BRIEF> Count the lines in the data below that contain the string "blue", treating uppercase and lowercase as different. Give only the number.

[Rows from a pointing dataset]
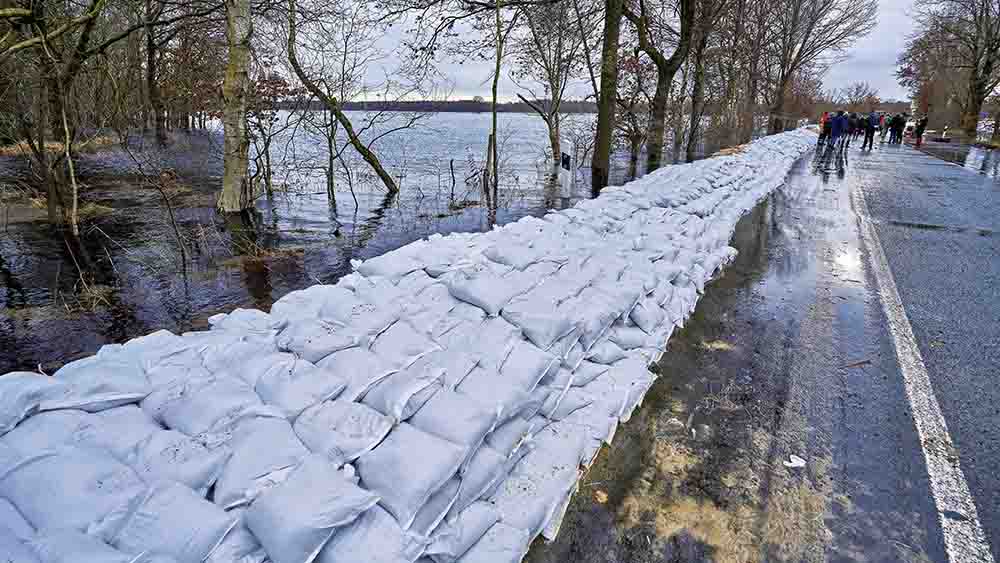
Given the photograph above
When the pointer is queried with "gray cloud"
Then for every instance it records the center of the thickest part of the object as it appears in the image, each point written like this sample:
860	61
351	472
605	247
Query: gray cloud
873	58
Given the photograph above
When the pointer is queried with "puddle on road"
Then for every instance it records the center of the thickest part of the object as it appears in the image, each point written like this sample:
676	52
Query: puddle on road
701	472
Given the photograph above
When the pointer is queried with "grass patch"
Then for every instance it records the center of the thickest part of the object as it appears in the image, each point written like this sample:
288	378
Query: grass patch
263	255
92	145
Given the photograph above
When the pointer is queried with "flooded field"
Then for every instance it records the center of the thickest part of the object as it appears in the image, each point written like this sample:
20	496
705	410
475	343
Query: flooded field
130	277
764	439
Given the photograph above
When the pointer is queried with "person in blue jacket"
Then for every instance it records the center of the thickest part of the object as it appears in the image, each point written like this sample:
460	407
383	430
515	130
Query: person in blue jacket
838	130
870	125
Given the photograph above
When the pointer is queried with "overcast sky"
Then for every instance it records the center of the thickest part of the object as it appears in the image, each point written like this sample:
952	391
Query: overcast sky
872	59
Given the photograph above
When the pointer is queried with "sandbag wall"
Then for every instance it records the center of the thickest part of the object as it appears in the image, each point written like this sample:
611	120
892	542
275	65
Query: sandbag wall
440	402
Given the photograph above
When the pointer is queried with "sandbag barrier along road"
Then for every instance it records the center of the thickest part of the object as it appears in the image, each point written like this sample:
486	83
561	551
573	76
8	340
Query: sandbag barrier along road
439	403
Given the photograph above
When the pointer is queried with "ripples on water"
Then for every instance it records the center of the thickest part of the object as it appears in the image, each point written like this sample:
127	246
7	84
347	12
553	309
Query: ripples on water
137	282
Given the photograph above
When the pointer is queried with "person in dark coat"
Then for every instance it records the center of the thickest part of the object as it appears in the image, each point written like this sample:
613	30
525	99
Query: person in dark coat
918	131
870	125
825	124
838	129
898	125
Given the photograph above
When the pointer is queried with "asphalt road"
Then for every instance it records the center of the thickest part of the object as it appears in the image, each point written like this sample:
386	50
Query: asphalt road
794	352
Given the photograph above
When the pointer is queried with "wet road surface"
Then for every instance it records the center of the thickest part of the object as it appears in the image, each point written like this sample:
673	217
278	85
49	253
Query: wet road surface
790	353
==
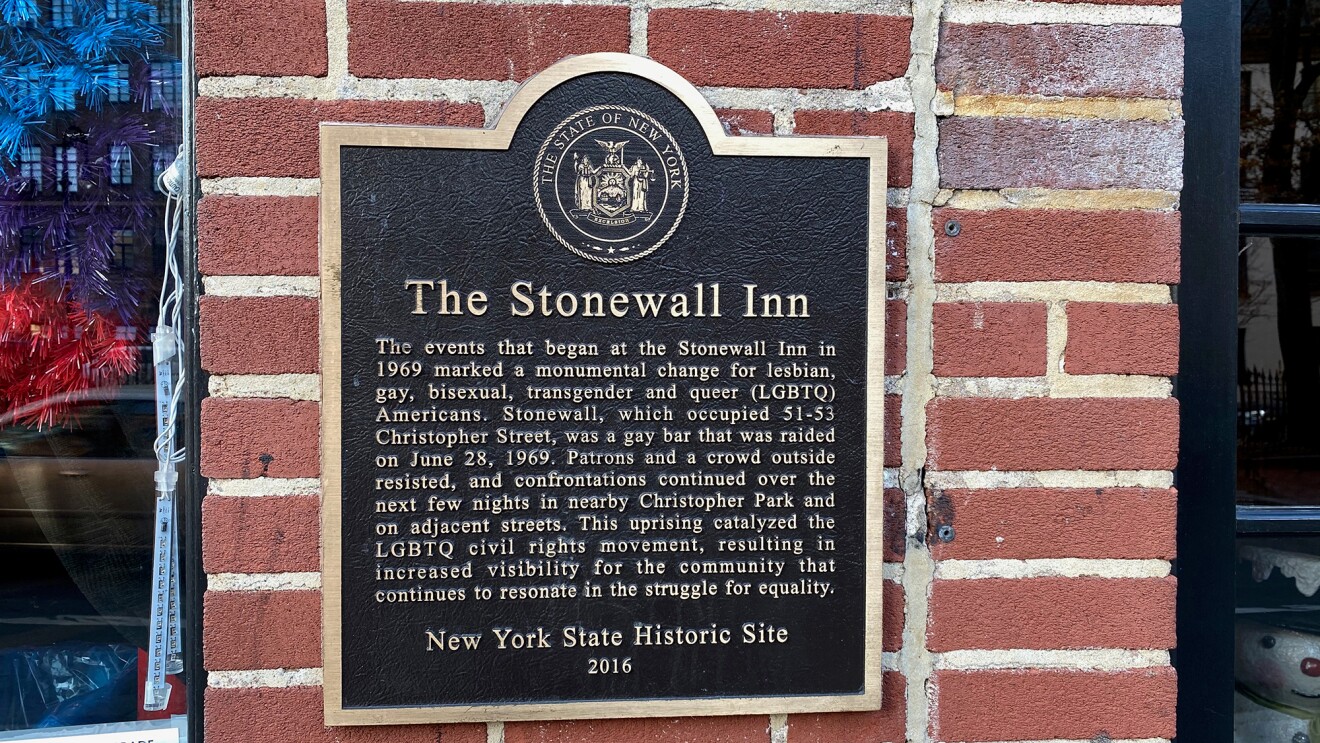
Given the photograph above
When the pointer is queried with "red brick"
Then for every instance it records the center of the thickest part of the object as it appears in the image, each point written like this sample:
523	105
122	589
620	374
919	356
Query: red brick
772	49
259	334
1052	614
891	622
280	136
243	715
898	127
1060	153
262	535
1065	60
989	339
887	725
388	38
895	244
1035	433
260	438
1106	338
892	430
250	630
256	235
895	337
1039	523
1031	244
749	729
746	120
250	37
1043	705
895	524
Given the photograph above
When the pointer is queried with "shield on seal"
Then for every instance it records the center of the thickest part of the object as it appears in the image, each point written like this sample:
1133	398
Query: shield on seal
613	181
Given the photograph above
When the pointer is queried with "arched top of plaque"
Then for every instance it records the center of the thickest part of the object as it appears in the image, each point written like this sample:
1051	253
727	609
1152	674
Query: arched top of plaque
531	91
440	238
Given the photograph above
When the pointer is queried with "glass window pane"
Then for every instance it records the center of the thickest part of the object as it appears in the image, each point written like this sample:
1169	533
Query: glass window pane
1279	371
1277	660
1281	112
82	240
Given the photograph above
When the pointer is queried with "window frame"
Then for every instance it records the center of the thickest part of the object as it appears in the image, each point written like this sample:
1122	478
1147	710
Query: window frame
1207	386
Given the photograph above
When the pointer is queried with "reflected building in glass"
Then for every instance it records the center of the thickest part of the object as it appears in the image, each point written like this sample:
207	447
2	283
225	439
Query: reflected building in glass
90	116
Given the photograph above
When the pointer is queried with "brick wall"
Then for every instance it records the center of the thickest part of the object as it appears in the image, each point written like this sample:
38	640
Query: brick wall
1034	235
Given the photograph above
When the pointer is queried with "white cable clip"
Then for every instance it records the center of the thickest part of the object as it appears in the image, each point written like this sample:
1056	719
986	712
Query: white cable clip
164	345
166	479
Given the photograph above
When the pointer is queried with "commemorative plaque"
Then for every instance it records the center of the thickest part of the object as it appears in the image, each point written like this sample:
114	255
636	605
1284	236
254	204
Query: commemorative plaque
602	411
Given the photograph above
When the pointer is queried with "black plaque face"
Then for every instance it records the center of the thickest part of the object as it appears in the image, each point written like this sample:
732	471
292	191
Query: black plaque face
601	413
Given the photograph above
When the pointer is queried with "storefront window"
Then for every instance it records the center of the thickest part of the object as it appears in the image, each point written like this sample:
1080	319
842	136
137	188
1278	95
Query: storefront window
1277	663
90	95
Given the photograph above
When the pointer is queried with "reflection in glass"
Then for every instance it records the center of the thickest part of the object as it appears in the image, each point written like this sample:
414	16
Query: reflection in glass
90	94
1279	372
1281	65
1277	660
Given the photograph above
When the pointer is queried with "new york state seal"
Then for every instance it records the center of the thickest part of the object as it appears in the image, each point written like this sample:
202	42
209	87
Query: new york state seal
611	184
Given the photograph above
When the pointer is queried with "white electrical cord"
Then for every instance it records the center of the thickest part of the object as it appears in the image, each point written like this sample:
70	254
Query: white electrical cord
==
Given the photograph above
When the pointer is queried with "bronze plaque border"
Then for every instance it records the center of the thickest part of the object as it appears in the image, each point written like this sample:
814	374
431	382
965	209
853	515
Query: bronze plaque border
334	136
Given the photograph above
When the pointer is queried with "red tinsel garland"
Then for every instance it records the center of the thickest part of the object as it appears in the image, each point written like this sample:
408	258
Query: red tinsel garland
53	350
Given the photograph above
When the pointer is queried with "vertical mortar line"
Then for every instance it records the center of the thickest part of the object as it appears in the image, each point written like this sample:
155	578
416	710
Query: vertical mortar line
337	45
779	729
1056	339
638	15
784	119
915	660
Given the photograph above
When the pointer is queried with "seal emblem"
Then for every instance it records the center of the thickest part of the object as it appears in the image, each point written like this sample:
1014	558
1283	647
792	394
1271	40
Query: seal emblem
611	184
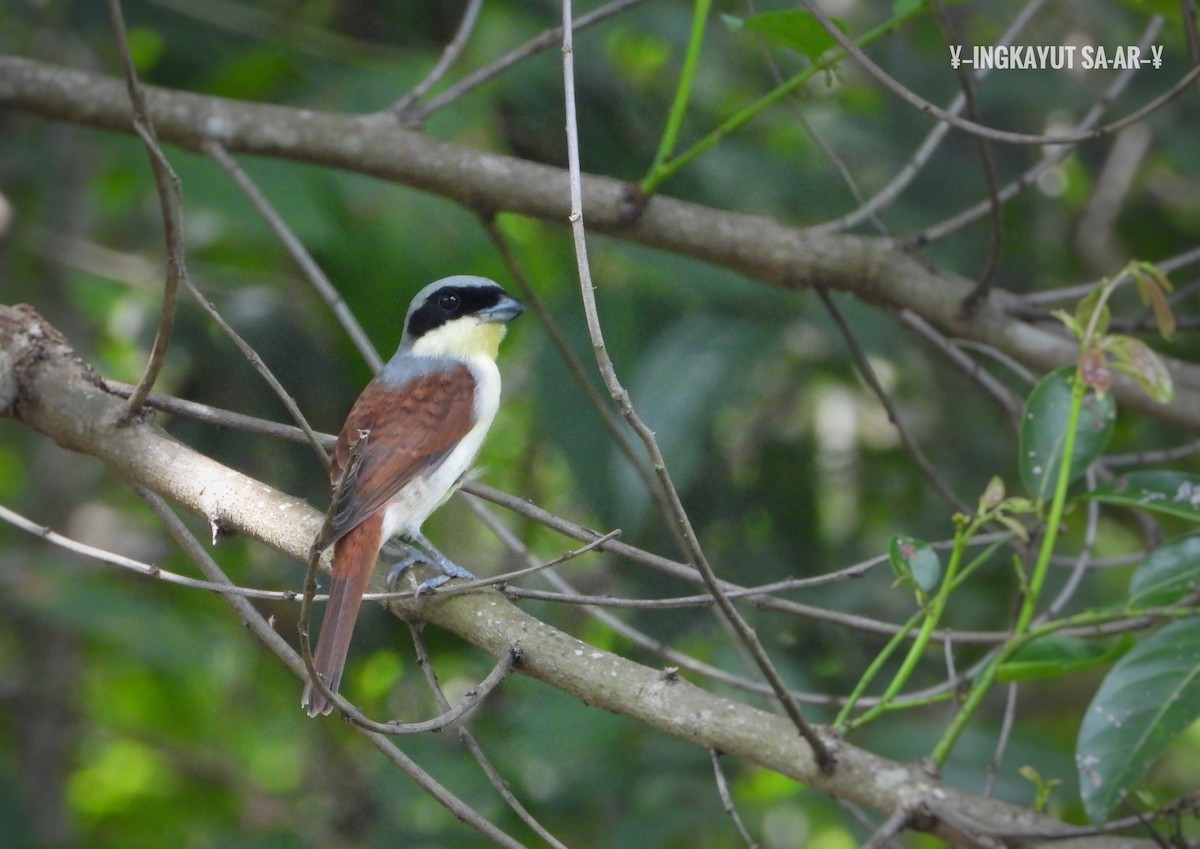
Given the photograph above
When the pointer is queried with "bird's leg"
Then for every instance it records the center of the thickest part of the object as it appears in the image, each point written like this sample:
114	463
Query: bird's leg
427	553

RESPONSE BELOW> 2